• THE PROBLEM: Below are some records; each one is to be set down again exactly.

(Beginning of RECORDS FOR THIS TASK)

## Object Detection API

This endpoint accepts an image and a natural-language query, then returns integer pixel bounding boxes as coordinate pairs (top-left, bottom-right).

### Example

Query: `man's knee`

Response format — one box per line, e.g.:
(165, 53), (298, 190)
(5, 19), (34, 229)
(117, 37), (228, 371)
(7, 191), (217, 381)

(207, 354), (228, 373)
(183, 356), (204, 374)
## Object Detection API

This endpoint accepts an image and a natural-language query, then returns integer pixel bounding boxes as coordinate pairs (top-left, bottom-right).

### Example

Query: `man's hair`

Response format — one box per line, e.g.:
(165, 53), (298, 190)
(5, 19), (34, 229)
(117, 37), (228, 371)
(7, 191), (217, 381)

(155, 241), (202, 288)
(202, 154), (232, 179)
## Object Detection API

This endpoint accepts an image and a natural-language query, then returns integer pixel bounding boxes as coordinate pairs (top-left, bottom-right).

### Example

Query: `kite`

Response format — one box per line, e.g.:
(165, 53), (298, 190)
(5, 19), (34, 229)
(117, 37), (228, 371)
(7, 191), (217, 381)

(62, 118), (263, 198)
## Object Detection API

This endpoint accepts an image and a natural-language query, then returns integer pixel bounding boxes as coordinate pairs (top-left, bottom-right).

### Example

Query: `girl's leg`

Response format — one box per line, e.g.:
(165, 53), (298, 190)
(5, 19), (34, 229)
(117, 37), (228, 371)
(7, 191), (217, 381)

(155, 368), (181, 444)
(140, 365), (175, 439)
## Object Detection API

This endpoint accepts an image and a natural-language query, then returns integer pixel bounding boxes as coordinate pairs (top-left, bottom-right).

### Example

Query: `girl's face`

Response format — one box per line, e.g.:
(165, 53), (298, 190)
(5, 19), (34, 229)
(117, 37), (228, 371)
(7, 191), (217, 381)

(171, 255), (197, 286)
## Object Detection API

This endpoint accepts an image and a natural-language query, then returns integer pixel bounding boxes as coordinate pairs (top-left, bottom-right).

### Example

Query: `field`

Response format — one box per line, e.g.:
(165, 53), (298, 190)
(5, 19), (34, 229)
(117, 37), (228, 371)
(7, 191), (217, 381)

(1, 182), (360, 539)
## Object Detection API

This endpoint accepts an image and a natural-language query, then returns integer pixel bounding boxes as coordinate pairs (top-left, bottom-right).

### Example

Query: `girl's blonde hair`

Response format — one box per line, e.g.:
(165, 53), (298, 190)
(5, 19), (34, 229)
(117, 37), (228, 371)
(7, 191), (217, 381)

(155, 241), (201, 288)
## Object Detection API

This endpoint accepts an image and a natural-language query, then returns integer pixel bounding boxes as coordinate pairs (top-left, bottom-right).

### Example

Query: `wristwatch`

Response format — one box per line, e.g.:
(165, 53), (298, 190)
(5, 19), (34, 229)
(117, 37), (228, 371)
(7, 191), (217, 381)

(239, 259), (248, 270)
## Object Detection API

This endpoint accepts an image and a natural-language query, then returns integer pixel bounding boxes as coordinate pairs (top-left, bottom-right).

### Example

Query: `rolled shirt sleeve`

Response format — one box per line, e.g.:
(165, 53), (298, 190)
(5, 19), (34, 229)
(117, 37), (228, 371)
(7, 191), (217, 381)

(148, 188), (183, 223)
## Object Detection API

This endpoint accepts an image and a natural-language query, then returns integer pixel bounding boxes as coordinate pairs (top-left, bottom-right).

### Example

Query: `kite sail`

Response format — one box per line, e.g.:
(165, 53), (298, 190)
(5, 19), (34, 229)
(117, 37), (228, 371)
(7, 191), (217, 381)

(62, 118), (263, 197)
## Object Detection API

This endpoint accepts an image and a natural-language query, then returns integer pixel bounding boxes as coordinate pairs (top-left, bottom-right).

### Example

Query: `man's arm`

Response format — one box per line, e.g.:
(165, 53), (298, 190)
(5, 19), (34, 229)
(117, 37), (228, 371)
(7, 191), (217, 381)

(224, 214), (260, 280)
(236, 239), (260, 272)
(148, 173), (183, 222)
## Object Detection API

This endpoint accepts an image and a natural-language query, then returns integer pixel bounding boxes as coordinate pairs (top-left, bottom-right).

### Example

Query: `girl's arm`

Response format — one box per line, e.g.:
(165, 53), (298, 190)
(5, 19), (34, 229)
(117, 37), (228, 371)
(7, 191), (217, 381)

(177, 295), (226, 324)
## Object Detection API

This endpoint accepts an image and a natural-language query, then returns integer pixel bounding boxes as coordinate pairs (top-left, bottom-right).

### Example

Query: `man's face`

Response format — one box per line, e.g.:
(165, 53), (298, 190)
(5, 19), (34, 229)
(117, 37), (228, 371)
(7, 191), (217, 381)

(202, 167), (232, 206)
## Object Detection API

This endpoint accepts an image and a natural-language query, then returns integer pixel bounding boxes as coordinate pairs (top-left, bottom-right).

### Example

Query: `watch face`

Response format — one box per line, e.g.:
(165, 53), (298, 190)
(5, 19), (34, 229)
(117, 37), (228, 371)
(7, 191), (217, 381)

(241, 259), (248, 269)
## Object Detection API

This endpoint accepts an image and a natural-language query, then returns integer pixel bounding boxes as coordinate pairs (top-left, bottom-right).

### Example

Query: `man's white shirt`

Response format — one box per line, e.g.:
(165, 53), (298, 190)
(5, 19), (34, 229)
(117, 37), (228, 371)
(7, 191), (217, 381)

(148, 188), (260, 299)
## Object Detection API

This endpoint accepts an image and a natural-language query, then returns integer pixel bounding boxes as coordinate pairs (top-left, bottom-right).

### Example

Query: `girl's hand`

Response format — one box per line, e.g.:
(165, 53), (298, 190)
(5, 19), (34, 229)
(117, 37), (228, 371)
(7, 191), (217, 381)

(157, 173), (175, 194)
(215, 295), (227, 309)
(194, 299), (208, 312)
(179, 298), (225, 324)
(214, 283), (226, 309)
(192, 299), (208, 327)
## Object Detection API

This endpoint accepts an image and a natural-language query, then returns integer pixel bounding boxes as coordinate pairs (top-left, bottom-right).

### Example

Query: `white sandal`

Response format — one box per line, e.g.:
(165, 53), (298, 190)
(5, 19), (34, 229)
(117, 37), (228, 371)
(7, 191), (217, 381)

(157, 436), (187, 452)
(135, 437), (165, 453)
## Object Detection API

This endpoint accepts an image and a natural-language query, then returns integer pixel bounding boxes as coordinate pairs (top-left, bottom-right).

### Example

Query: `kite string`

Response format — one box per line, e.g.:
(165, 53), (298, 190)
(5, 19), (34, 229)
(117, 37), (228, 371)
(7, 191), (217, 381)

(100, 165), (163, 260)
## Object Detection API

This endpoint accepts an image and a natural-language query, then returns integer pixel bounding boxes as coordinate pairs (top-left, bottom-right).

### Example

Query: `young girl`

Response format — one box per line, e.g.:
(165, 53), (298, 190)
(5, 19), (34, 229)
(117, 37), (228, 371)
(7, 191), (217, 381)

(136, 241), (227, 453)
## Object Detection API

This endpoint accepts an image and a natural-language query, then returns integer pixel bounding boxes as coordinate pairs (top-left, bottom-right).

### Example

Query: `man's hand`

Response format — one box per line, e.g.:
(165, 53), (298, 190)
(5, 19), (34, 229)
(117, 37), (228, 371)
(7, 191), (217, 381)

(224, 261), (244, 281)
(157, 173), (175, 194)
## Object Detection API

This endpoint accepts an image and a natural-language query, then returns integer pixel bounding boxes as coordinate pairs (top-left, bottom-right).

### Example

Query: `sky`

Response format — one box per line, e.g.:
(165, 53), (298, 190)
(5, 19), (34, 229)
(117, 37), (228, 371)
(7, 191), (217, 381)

(End of RECORDS FOR THIS TASK)

• OUTPUT OF THE EXERCISE:
## Object Detection API

This endpoint accepts an image and a natural-language query, then returns integer pixel bounding boxes as coordinate pairs (top-left, bottom-right).

### Example

Query: `man's knee`

Response format — one box per line, e.g.:
(165, 53), (298, 190)
(5, 19), (34, 229)
(117, 37), (228, 371)
(7, 191), (217, 381)

(207, 354), (228, 373)
(183, 356), (204, 374)
## Object Detection API

This endpoint accepts an image and a natural-language query, then returns integer pixel bounding boxes as coordinate pairs (top-left, bottom-right).

### Example

Query: `man's hair`

Response format — one box per line, e.g.:
(165, 53), (298, 190)
(5, 19), (34, 229)
(117, 37), (228, 371)
(7, 191), (217, 381)

(155, 241), (202, 288)
(202, 154), (232, 179)
## Object Detection API

This endpoint accepts an image and a natural-language query, then returns integer pixel bounding boxes as coordinate pairs (top-left, bottom-right).

### Example

Query: `kite`

Response format — one box per line, e.g.:
(165, 53), (298, 190)
(5, 19), (34, 229)
(117, 37), (228, 371)
(7, 191), (217, 381)

(62, 118), (263, 198)
## Object Detection API

This endpoint accepts an image and a natural-language query, then returns integer pixel bounding boxes as coordinate pairs (top-left, bottom-right).

### Example

Query: `girl's leg`

Response format — one box per line, e.g.:
(165, 53), (298, 190)
(5, 19), (34, 229)
(117, 37), (228, 371)
(7, 191), (217, 381)

(155, 368), (181, 444)
(140, 365), (175, 439)
## Object Detection API

This endpoint accepts an image and a natural-language query, then returns integer pixel bounding boxes as coordinate pairs (top-left, bottom-right).

### Example

Query: `girl's face`

Response format — one box per line, e.g.:
(165, 53), (298, 190)
(5, 19), (34, 229)
(117, 37), (228, 371)
(7, 191), (217, 381)

(171, 255), (197, 286)
## Object Detection API

This endpoint accepts an image and a natural-language query, then returns integer pixel bounding boxes as coordinate pairs (top-left, bottom-right).

### Example

Query: `field`

Response format — one box per line, e.g.:
(165, 53), (298, 190)
(5, 19), (34, 229)
(117, 37), (228, 371)
(7, 191), (217, 381)

(1, 182), (360, 539)
## Object Detection API

This endpoint accepts an image and a natural-language query, then returns integer pixel bounding boxes as coordinate pairs (top-left, bottom-right).

### Example

Query: `girl's blonde hair`

Response format — one box per line, e.g.:
(165, 53), (298, 190)
(5, 19), (34, 229)
(117, 37), (228, 371)
(7, 191), (217, 381)

(155, 241), (201, 288)
## Object Detection API

This endpoint accepts an image and a natural-language query, then returns integer pixel bounding boxes as coordinate pairs (top-left, bottom-right).

### Example

Query: `wristwatch`

Response format — one box per line, e.g.:
(165, 53), (298, 190)
(5, 19), (34, 229)
(117, 37), (228, 371)
(7, 191), (217, 381)

(239, 259), (248, 270)
## Object Detection API

This endpoint accepts an image and a natural-language query, then returns integer pixel bounding boxes as coordinate pairs (top-left, bottom-right).

### Example

Query: `rolled shirt sleeve`

Response format — one box per line, e.g.:
(165, 53), (298, 190)
(5, 19), (34, 229)
(117, 37), (228, 371)
(7, 191), (217, 381)

(148, 188), (183, 223)
## Object Detection API

This endpoint accepts an image and a natural-language query, then returns integer pixel bounding boxes as coordinate pairs (top-left, bottom-right).

### Example

Query: `kite sail`

Response format — one box per line, e.g.:
(165, 53), (298, 190)
(5, 19), (34, 229)
(117, 37), (228, 371)
(7, 191), (217, 381)

(62, 118), (263, 197)
## Object Detection API

This endpoint accepts an image and a natural-language query, then returns integer pixel bounding boxes as coordinate pairs (top-left, bottom-right).

### Example

Query: `man's arm`

Response format — one box per line, e.g.:
(165, 53), (298, 190)
(5, 19), (34, 229)
(117, 37), (228, 371)
(7, 191), (217, 381)

(224, 214), (260, 280)
(236, 239), (260, 272)
(148, 173), (183, 222)
## Object Detection API

This endpoint accepts an image and a natural-language query, then returns integer pixel bounding boxes as coordinate pairs (top-left, bottom-right).

### Example

Query: `girl's arm`

Response format — one box per line, e.g.:
(165, 53), (298, 190)
(5, 19), (34, 229)
(117, 37), (228, 371)
(7, 191), (217, 381)

(177, 295), (226, 324)
## Object Detection API

This endpoint accepts an image and a natural-language query, then returns integer pixel bounding boxes as coordinate pairs (top-left, bottom-right).

### Example

Query: `man's face`

Response format — one box per line, e.g.:
(165, 53), (298, 190)
(5, 19), (34, 229)
(117, 37), (228, 371)
(7, 191), (217, 381)

(202, 167), (232, 206)
## Object Detection API

This endpoint accepts an image and a natural-language query, then returns integer pixel bounding boxes as coordinate pairs (top-left, bottom-right).

### Example

Query: `watch face`

Response format — one box per line, e.g.:
(165, 53), (298, 190)
(5, 19), (34, 229)
(117, 37), (228, 371)
(7, 191), (217, 381)

(241, 259), (248, 269)
## Object Detection API

This endpoint accepts an image and a natural-language query, then returns integer pixel bounding boxes as coordinate pairs (top-left, bottom-right).

### Example

Query: `man's white shirt`

Response format — one box per line, e.g.:
(165, 53), (298, 190)
(5, 19), (34, 229)
(117, 37), (228, 371)
(7, 191), (217, 381)

(148, 188), (260, 299)
## Object Detection API

This endpoint accepts an image and a natural-language query, then returns integer pixel bounding boxes as coordinate pairs (top-left, bottom-right).

### Example

Query: `girl's hand`

Response format — one box per line, e.g.:
(165, 53), (298, 190)
(5, 19), (34, 229)
(117, 37), (228, 371)
(7, 191), (217, 381)

(157, 173), (175, 194)
(215, 295), (227, 309)
(194, 299), (208, 312)
(179, 298), (225, 324)
(214, 283), (226, 309)
(192, 299), (208, 327)
## Object Detection API

This endpoint accepts an image and a natural-language query, then returns integer pixel bounding boxes as coordinate pairs (top-left, bottom-right).

### Example

Query: `white sandal`

Response format — one box per line, e.g.:
(165, 53), (298, 190)
(5, 19), (34, 229)
(117, 37), (228, 371)
(7, 191), (217, 381)

(157, 436), (187, 452)
(135, 437), (165, 453)
## Object Detection API

This endpoint accepts an image and a natural-language query, then returns integer pixel bounding boxes as coordinate pairs (top-left, bottom-right).

### Example

Query: `kite string`

Response format — one box per line, e.g.:
(165, 53), (298, 190)
(5, 19), (34, 229)
(117, 37), (228, 371)
(7, 191), (217, 381)

(100, 165), (163, 260)
## Object Detection API

This endpoint accepts an image and a natural-language query, then returns integer pixel bounding boxes as coordinate pairs (top-left, bottom-right).

### Example

Query: `young girl`

Response format — one box per line, e.g.:
(165, 53), (298, 190)
(5, 19), (34, 229)
(117, 37), (228, 371)
(7, 191), (217, 381)

(136, 241), (227, 453)
## Object Detection API

This endpoint accepts an image and a natural-language query, then returns integer pixel bounding boxes as coordinate pairs (top-left, bottom-right).

### Example

Query: `man's hand`

Response format — one box per line, e.g.:
(165, 53), (298, 190)
(5, 19), (34, 229)
(117, 37), (228, 371)
(7, 191), (217, 381)

(224, 261), (244, 281)
(157, 173), (175, 194)
## Object Detection API

This endpoint accepts an image and a natural-language query, then returns integer pixel bounding boxes as coordinate pairs (top-left, bottom-right).

### Example

Query: `sky`

Response format — one box per line, e.g.:
(165, 53), (298, 190)
(5, 19), (34, 229)
(117, 37), (228, 371)
(7, 191), (217, 381)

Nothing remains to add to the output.